> _Stored dataset items_
Start of Block
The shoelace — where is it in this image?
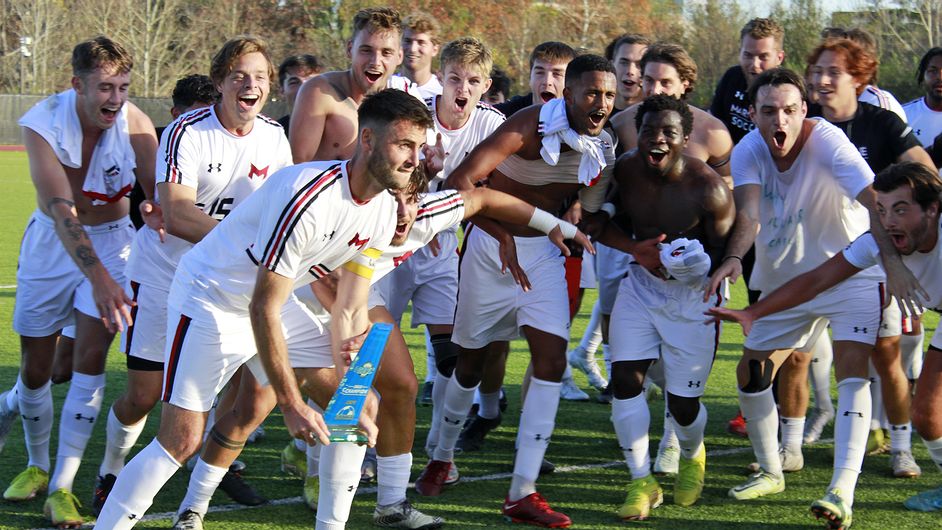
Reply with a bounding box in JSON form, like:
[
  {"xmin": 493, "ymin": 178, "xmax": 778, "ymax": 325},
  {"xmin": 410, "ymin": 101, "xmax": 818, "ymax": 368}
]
[{"xmin": 530, "ymin": 493, "xmax": 552, "ymax": 512}]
End of Block
Copy out all the records exactly as they read, and omit the pictures.

> _TASK ANSWER_
The shoelace — where is it in this image?
Reply with a bounding box in JSON form, like:
[
  {"xmin": 493, "ymin": 178, "xmax": 778, "ymax": 325},
  {"xmin": 410, "ymin": 101, "xmax": 818, "ymax": 368}
]
[{"xmin": 530, "ymin": 493, "xmax": 552, "ymax": 512}]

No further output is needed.